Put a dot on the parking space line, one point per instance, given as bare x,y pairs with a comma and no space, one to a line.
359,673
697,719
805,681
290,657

• _EXERCISE PROMPT_:
Could you copy the listing above word for word?

• _EXPECTED ANSWER_:
Put a dot on the parking space line, one point per instance, given as bare x,y pairs with a comma and no space, one to a line.
359,673
697,719
805,681
290,657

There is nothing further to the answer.